━━━━━ RECORD LIST

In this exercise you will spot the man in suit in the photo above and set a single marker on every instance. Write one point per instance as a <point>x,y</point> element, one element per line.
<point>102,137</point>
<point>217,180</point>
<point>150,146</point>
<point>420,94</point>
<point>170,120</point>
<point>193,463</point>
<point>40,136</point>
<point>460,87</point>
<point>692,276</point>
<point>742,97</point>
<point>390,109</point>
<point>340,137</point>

━━━━━━━━━━

- _GIVEN PROBLEM_
Render the records as a Markdown table with the columns No. and Line, giving each line its own numbered row and omitting any blank lines.

- _RESPONSE_
| No. | Line |
|---|---|
| 1 | In this exercise you will spot the man in suit in the photo above and set a single marker on every instance. Write one point per instance as a <point>x,y</point> element, one element per line. |
| 2 | <point>102,137</point> |
| 3 | <point>217,180</point> |
| 4 | <point>150,146</point> |
| 5 | <point>420,94</point> |
| 6 | <point>170,120</point> |
| 7 | <point>193,463</point> |
| 8 | <point>40,136</point> |
| 9 | <point>460,87</point> |
| 10 | <point>692,276</point> |
| 11 | <point>742,97</point> |
| 12 | <point>390,109</point> |
| 13 | <point>340,137</point> |